WORK INSTRUCTION = Starting at the first line of the listing and ending at the line that contains "box: [350, 1473, 496, 1757]", reproduce every line word for word, including both end lines.

(Stored items)
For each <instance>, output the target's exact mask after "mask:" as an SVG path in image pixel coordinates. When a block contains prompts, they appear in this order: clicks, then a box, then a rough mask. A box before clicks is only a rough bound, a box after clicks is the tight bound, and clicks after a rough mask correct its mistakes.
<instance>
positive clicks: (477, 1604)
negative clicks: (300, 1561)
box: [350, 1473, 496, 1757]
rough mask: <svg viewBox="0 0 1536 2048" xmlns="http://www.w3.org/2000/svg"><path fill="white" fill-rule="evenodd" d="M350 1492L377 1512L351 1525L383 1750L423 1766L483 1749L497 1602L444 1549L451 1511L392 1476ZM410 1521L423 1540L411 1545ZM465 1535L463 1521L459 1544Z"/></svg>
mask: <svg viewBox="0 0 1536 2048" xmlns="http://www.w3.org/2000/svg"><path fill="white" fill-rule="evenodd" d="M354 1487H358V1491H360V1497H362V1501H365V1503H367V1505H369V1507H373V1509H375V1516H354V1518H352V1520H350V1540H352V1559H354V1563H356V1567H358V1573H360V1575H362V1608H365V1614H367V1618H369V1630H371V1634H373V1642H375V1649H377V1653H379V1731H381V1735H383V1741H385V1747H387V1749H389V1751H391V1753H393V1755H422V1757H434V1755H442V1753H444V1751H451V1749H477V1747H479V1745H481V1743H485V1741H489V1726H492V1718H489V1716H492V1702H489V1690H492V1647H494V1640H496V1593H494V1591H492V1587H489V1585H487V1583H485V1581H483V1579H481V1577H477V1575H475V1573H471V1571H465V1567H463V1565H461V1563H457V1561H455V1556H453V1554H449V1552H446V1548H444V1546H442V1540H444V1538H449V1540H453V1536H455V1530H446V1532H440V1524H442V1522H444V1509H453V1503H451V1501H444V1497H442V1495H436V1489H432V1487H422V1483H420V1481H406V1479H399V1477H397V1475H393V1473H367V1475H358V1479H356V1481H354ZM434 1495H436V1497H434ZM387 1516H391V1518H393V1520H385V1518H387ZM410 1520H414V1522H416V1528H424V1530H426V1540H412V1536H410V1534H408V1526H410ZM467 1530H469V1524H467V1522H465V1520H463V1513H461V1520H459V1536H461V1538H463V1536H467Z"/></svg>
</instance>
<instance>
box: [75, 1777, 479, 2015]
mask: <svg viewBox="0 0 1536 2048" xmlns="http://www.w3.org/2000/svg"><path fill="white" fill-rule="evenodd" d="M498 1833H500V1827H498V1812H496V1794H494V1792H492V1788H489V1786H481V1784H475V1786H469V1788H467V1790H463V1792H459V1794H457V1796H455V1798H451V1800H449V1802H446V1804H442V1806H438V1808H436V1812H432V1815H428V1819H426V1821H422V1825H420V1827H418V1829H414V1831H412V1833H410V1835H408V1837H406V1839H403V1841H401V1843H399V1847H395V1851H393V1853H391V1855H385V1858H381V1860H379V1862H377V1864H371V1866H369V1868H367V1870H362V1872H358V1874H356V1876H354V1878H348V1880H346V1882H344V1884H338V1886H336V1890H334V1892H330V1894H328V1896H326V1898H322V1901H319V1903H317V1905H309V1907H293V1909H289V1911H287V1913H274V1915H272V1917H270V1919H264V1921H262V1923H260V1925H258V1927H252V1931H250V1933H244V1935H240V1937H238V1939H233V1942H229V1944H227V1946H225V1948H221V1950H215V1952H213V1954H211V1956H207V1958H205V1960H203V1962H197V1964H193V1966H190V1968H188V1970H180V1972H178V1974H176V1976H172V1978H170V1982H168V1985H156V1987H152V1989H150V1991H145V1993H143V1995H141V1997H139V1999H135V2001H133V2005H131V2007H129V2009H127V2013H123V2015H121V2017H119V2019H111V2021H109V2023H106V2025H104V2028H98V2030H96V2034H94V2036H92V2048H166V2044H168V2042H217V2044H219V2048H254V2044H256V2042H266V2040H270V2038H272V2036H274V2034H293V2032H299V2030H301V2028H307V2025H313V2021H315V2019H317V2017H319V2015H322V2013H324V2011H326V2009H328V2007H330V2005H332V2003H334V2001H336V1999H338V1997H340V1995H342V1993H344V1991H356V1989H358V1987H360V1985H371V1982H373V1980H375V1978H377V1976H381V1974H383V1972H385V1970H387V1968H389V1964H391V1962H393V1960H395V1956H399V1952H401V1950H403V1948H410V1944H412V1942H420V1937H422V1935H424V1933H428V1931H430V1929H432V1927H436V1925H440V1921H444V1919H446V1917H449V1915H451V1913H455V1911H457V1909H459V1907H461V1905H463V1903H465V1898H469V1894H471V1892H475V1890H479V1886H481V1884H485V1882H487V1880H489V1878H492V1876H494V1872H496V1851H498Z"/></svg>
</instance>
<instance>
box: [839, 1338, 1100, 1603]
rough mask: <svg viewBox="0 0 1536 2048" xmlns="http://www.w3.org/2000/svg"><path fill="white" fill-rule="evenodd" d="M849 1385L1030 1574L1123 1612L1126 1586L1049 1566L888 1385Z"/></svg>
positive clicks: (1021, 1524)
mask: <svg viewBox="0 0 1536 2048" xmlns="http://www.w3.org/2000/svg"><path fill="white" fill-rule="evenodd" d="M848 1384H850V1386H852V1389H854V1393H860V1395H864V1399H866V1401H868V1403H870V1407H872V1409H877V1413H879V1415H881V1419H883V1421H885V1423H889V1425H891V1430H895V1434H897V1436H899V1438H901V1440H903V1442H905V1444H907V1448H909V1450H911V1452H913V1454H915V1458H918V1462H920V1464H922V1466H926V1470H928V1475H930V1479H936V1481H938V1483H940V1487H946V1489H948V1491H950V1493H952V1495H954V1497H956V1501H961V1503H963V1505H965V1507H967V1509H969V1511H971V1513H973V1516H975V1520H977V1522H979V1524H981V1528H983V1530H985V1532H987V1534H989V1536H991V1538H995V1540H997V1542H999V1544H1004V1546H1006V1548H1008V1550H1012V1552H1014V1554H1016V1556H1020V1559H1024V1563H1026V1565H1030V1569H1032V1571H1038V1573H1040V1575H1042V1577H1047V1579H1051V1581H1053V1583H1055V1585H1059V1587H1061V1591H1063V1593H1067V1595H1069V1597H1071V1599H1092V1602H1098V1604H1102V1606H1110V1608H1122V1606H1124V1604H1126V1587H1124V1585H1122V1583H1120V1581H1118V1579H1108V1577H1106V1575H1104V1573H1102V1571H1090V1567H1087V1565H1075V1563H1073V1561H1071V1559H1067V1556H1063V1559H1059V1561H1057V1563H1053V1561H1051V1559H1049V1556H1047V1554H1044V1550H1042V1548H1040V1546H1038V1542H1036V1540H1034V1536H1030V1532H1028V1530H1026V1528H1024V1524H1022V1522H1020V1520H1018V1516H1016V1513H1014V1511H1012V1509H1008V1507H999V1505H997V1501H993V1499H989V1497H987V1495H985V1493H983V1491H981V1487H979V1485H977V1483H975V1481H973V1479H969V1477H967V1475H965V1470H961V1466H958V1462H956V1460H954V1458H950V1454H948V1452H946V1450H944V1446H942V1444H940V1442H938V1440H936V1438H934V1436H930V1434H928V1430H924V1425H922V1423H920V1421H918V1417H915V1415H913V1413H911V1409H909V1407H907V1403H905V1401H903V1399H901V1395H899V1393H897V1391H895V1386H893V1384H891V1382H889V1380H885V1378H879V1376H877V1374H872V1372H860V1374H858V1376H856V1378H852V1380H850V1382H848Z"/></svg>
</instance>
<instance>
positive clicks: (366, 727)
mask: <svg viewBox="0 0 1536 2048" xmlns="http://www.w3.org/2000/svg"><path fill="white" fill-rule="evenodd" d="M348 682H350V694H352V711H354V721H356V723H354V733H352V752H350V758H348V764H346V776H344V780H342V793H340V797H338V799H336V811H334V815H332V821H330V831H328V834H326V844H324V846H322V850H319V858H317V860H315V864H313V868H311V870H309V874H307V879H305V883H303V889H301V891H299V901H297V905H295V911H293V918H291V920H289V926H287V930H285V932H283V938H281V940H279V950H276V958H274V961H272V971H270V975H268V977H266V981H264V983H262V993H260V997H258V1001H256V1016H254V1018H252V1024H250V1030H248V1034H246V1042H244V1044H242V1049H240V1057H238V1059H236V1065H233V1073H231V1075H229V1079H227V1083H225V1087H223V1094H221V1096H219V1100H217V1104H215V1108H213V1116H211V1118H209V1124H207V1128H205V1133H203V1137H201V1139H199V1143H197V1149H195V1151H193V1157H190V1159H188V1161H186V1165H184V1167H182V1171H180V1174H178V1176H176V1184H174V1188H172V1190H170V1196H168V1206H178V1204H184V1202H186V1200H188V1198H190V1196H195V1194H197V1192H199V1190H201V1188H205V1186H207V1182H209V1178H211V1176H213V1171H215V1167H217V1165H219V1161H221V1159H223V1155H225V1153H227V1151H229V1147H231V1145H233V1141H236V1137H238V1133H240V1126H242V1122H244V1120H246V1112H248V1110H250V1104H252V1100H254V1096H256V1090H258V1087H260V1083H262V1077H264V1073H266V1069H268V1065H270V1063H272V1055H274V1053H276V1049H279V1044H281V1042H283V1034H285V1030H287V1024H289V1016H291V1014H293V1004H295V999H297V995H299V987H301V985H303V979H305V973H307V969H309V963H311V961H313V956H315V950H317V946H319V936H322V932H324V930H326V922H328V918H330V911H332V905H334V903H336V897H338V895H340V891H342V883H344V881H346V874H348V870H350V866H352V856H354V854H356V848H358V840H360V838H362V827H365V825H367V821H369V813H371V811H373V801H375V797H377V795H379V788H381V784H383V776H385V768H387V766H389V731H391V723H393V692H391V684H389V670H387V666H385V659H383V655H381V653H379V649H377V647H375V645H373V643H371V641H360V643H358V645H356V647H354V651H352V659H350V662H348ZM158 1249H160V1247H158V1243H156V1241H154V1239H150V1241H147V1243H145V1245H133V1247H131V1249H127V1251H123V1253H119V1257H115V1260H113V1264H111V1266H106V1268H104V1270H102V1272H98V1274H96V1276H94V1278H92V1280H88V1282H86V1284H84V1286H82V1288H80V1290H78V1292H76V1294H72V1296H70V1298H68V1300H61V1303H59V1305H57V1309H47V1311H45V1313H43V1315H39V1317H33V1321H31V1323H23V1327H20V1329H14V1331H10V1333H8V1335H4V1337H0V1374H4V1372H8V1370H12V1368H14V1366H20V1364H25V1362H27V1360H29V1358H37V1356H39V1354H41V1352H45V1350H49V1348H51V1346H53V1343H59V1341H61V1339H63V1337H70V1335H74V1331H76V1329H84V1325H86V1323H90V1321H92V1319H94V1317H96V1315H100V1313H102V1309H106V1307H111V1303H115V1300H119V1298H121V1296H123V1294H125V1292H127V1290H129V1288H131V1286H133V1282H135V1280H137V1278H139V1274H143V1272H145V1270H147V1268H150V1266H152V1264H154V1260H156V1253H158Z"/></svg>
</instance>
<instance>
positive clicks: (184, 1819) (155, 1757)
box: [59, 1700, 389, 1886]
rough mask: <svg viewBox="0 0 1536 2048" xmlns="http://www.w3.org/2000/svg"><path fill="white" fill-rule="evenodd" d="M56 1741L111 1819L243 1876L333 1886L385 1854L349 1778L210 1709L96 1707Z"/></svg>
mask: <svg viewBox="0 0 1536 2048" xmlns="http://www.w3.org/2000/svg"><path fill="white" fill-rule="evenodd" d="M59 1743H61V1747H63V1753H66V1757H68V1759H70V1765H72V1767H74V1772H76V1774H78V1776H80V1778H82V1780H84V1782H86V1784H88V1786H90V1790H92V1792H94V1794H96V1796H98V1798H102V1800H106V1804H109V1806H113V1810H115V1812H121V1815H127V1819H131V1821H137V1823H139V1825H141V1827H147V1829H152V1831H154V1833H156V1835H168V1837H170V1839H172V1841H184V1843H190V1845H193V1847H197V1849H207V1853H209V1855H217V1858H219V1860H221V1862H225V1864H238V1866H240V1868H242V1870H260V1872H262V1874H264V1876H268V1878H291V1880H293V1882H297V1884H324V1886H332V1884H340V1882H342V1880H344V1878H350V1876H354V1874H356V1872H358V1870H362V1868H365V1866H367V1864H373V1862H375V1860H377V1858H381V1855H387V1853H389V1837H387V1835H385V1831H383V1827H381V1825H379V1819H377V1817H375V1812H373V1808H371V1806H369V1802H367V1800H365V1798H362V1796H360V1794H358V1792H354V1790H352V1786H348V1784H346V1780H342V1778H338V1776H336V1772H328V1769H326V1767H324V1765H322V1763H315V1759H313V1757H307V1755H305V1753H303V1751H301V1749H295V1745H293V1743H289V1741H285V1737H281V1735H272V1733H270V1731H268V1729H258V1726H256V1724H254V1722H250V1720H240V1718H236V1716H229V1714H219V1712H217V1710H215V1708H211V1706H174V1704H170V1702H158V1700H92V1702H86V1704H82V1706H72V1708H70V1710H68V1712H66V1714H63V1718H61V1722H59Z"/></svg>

REPLY TO THE EXERCISE =
For each <instance>, output the target's exact mask after "mask:" as an SVG path in image pixel coordinates. When a block contains prompts, they appear in this order: clicks, then a box, then a rough mask. A box before clicks is only a rough bound, a box after clicks is the tight bound, and clicks after a rough mask correct its mistakes.
<instance>
positive clicks: (477, 1604)
negative clicks: (300, 1561)
box: [350, 1473, 496, 1757]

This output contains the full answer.